Fragmento de página:
El dolor se ensaña con una feroz
crueldad, siempre con los mismos seres desheredados, con los más pobres,
humildes y olvidados de este inefable planeta, que navega a la deriva entre
mundos desconocidos que quizás nos dan la espalda, cuando ven tanta injusticia,
tanta ingratitud y tanta maldad juntas, que se ceban con los más desamparados,
en un afán por descargar sobre ellos el sufrimiento y el dolor que no se
reparte entre todos de forma ecuánime, sino que se acumula sobre ellos,
abandonados por unos dioses, que en permanente vigilia, se muestran celosos por
cuidar de sus privilegiados y venturosos hijos, y mantenerlos así alejados de
todo desgracia que pudiera acecharles.
Hasta la Madre Naturaleza parece
haberse aliado con los más fuertes, golpeando y dirigiendo toda su
desencadenada furia contra los que no pueden defenderse, en una brutal
demostración de fuerza con la que aniquila y destruye a los más débiles y desamparados.

Datos guardados:
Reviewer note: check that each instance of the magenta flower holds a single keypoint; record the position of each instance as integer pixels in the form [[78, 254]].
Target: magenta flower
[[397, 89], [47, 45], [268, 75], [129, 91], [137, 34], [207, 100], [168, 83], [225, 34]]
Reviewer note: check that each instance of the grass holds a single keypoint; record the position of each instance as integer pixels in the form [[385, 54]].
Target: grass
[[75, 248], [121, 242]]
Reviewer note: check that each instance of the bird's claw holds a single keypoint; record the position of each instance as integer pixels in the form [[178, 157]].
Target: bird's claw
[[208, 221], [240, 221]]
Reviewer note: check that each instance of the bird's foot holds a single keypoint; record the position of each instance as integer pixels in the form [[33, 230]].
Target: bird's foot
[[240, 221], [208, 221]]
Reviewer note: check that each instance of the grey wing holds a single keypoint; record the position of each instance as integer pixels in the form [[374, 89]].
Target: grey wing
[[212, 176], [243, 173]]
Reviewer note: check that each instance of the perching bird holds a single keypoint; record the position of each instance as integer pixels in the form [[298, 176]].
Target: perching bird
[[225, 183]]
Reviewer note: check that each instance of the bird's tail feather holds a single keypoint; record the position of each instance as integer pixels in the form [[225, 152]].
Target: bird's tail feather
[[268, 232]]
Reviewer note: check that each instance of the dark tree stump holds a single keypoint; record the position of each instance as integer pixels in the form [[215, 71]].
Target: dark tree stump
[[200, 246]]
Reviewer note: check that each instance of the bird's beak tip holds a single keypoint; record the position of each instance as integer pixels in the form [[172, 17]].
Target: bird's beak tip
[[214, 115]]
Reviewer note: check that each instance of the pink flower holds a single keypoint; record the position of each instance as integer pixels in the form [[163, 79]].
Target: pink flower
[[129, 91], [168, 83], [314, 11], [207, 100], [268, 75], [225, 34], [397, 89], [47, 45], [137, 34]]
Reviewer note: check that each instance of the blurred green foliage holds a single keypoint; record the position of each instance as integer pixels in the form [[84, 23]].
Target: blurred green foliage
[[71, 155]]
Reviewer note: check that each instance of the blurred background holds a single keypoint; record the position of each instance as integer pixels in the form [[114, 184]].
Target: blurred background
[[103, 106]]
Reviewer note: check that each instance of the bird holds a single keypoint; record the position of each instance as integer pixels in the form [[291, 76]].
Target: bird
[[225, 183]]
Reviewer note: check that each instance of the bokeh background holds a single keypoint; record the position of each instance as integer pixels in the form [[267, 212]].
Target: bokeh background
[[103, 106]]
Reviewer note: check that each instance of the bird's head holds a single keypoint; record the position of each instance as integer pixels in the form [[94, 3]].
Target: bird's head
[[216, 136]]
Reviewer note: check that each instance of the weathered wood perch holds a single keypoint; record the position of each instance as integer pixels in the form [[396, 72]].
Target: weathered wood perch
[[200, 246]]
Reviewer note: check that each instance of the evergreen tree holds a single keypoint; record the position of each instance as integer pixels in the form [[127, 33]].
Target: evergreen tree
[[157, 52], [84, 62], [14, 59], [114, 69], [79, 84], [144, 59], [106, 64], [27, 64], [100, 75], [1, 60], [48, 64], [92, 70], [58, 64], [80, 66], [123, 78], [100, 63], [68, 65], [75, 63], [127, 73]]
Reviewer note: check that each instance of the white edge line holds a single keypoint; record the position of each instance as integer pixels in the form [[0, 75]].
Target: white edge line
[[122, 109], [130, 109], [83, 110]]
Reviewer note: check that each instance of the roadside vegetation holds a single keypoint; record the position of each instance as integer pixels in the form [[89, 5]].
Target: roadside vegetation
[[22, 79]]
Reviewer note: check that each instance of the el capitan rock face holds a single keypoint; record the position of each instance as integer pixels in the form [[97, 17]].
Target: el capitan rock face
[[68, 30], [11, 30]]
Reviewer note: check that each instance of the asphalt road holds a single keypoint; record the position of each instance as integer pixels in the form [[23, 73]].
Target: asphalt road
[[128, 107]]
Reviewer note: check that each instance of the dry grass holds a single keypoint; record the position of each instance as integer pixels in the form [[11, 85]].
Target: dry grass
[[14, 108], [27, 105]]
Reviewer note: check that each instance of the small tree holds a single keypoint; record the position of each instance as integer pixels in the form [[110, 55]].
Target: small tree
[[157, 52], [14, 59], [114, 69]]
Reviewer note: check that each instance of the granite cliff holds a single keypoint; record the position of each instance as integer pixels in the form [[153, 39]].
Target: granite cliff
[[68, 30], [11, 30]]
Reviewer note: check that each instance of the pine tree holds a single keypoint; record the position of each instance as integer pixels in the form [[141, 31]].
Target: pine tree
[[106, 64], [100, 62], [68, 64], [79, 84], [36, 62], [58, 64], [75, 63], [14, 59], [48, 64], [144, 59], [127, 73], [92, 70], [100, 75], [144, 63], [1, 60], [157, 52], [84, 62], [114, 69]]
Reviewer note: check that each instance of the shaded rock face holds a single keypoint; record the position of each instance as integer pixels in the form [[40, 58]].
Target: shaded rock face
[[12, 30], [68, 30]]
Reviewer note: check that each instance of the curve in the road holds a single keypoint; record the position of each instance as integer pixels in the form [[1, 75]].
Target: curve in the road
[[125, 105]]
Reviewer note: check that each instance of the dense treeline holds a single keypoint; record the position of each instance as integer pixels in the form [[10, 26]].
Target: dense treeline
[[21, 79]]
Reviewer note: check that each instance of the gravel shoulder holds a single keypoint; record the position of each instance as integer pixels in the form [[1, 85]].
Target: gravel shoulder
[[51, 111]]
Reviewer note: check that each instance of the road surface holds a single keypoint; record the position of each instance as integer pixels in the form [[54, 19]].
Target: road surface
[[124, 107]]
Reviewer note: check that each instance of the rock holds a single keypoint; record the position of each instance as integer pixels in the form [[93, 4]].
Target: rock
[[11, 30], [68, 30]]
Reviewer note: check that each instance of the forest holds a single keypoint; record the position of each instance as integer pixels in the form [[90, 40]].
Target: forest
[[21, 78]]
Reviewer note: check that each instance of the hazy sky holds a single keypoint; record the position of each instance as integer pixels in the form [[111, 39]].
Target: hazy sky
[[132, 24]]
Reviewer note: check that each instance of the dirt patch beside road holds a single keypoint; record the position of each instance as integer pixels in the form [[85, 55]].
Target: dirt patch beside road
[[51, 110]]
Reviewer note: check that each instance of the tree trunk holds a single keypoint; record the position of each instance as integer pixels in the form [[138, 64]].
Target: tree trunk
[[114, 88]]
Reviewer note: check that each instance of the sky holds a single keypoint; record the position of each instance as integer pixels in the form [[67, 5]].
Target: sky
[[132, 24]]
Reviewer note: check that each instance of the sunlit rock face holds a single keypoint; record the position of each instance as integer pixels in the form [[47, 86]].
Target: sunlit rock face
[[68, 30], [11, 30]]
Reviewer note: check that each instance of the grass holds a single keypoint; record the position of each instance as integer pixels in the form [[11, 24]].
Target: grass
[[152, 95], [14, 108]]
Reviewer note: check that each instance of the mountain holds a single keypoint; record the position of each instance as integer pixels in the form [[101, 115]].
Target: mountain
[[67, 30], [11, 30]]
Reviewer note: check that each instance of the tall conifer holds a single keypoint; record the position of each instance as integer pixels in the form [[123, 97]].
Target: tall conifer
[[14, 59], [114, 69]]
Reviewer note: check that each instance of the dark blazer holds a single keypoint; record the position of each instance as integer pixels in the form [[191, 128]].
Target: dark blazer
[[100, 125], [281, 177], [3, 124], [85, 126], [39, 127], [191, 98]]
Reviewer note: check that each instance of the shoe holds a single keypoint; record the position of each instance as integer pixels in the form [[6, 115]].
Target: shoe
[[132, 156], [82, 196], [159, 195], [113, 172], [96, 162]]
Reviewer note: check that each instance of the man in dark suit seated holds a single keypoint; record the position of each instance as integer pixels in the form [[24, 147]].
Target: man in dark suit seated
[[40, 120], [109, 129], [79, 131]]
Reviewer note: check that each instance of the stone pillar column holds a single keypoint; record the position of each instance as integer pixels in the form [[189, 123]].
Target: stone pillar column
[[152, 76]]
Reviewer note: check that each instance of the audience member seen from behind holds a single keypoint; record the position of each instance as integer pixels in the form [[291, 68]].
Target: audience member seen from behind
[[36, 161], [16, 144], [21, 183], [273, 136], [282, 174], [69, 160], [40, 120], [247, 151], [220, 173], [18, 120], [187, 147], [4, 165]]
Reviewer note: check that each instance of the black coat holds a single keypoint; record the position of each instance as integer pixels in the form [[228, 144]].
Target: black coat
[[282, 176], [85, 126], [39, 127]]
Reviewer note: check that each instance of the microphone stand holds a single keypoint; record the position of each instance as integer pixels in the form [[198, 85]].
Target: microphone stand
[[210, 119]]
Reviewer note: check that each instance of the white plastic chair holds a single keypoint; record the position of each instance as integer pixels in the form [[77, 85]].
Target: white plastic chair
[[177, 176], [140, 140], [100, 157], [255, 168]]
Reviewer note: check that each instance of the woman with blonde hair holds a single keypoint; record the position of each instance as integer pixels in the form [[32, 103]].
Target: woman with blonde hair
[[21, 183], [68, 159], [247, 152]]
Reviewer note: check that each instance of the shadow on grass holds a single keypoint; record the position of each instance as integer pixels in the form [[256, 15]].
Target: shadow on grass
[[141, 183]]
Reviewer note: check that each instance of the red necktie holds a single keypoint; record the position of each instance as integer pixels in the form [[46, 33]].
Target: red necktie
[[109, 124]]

Lo que se pide: Reproduce el pasaje del fragmento sobre el dolor que empieza con "Hasta la Madre" y sigue hasta "débiles y desamparados.".

Respuesta:
Hasta la Madre Naturaleza parece
haberse aliado con los más fuertes, golpeando y dirigiendo toda su
desencadenada furia contra los que no pueden defenderse, en una brutal
demostración de fuerza con la que aniquila y destruye a los más débiles y desamparados.